:: DATA SHOWN ::

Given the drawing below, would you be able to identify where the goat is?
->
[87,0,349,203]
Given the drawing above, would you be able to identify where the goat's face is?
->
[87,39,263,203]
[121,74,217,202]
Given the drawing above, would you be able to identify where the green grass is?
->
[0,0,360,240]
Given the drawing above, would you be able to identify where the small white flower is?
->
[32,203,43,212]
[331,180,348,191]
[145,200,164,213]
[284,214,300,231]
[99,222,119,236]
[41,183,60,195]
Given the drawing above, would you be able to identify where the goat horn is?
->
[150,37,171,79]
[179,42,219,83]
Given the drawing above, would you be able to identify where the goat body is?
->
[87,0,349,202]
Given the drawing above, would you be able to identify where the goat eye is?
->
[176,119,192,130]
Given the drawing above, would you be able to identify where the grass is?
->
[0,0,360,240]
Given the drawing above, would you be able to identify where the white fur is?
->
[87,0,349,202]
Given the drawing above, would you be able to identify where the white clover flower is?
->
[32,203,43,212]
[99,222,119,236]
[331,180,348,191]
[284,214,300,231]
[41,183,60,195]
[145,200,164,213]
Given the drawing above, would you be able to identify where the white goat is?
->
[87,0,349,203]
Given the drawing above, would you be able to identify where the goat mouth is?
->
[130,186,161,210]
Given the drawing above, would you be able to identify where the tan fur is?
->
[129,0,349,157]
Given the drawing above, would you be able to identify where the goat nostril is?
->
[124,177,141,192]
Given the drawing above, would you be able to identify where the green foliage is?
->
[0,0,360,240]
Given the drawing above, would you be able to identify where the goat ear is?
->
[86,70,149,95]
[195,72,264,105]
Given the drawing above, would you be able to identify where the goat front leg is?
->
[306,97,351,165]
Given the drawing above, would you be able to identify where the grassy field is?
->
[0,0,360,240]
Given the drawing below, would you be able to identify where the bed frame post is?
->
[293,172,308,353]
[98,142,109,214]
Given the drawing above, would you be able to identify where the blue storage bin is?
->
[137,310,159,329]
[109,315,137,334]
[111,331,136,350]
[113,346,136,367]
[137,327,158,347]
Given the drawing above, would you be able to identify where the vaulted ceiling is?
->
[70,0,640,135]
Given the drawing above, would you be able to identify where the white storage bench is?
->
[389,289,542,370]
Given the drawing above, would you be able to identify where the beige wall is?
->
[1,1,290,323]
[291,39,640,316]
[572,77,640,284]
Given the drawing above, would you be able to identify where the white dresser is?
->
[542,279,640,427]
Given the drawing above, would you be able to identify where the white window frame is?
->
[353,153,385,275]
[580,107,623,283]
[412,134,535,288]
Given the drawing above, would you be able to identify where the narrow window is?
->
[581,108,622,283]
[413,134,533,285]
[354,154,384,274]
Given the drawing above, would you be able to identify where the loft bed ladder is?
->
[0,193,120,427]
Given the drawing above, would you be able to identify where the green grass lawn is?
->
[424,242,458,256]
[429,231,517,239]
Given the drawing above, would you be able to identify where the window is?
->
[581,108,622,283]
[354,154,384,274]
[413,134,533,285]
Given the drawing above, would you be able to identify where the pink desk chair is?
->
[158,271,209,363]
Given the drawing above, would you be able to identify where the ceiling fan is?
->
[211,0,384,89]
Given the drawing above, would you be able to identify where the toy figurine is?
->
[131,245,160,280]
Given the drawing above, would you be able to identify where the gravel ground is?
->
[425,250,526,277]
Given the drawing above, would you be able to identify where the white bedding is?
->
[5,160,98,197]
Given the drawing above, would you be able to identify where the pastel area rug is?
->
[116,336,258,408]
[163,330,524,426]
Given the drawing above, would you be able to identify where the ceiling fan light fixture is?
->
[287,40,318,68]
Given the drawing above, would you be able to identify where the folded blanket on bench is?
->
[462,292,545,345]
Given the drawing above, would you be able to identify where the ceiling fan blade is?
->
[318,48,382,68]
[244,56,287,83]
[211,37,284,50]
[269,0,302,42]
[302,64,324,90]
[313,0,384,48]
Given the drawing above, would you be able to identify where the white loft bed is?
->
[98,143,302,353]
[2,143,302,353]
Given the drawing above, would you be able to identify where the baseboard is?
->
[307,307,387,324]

:::

● **BRIEF**
Can you rewrite all of the items above so that "would you be able to identify" becomes "can you show" wherever it occurs, keeping every other part the same?

● **ANSWER FOR THIS EXERCISE**
Given the drawing below, can you show where the goat is?
->
[87,0,349,203]
Given the drawing above, can you show where the goat's face is?
->
[87,39,263,203]
[121,74,217,202]
Given the drawing above, can you show where the green grass is?
->
[0,0,360,240]
Given the drawing above, can you show where the small white flower is?
->
[32,203,43,212]
[331,180,348,191]
[145,200,164,213]
[284,214,300,231]
[99,222,119,236]
[41,183,60,195]
Given the drawing above, can you show where the goat horn is?
->
[150,37,171,79]
[179,42,219,83]
Given the drawing above, can you show where the goat body is?
->
[87,0,349,202]
Given the drawing above, can you show where the goat eye is?
->
[176,119,192,130]
Given the drawing above, can you show where the grass is?
->
[0,0,360,240]
Given the drawing above, can you show where the white fur is?
->
[87,0,349,202]
Given the drawing above, can you show where the white clover flower is?
->
[32,203,43,212]
[99,222,119,236]
[331,180,348,191]
[284,214,300,231]
[41,183,60,195]
[145,200,164,213]
Given the drawing above, can you show where the white goat is?
->
[87,0,349,203]
Given the drawing above, can you show where the goat mouth is?
->
[130,186,161,210]
Given the drawing above, can you show where the tan fur is?
->
[129,0,349,157]
Given the drawing above, can you show where the goat nostril is?
->
[124,177,141,192]
Given the drawing above, can you show where the green foliage is?
->
[0,0,360,240]
Given the drawing above, can you show where the goat ear is?
->
[86,70,149,95]
[195,72,264,105]
Given the drawing above, can you show where the goat front leg is?
->
[306,97,351,165]
Given the drawing above, can you show where the grassy field is?
->
[0,0,360,240]
Given the drawing below, can you show where the bed frame post is?
->
[293,172,308,353]
[98,142,109,214]
Given the drawing above, can you show where the blue storage bin is?
->
[137,310,159,329]
[109,315,137,334]
[111,331,136,350]
[113,346,136,367]
[137,327,158,347]
Given the drawing above, can you show where the vaulted ceiling is?
->
[70,0,640,135]
Given the drawing above, can you show where the white storage bench is?
->
[389,289,542,370]
Given the drawing above, can you show where the beige wall is?
->
[1,1,290,323]
[291,39,640,316]
[572,77,640,284]
Given the drawing above, can you show where the white dresser is?
->
[542,279,640,427]
Given the drawing above, can you show where the white window frame is?
->
[353,153,385,275]
[580,107,623,283]
[412,134,535,288]
Given the drawing above, can you show where the narrow window is?
->
[581,108,622,283]
[413,134,533,285]
[354,154,384,274]
Given the drawing above, can you show where the loft bed ladder is?
->
[0,193,120,427]
Given the drawing above, can you show where the green grass lawn is?
->
[424,242,458,256]
[429,231,517,239]
Given the drawing above, can you show where the window is?
->
[581,108,622,283]
[354,154,384,274]
[413,134,533,285]
Given the drawing above, can you show where the pink desk chair is?
->
[158,271,209,363]
Given the drawing above, can you show where the ceiling fan is?
->
[211,0,384,89]
Given the drawing above, can you show where the toy figurine is?
->
[131,245,160,280]
Given the drawing above, can you show where the gravel ground is?
->
[425,250,526,277]
Given the drawing above, can you show where the white bedding is?
->
[5,160,98,197]
Given the drawing above, can you show where the pastel area rug is?
->
[116,336,258,408]
[163,330,524,426]
Given the drawing above, can you show where the ceiling fan light fixture is?
->
[287,40,318,68]
Given the drawing above, can you show where the folded blanket on bench is?
->
[462,292,545,345]
Given the drawing above, can you show where the ceiling fan blade is?
->
[318,48,382,68]
[244,56,287,83]
[211,37,284,50]
[269,0,302,42]
[302,64,324,90]
[313,0,384,48]
Given the drawing above, can you show where the white loft bed is?
->
[98,143,302,353]
[2,143,302,353]
Given the drawing above, can you show where the baseboard is?
->
[307,307,387,324]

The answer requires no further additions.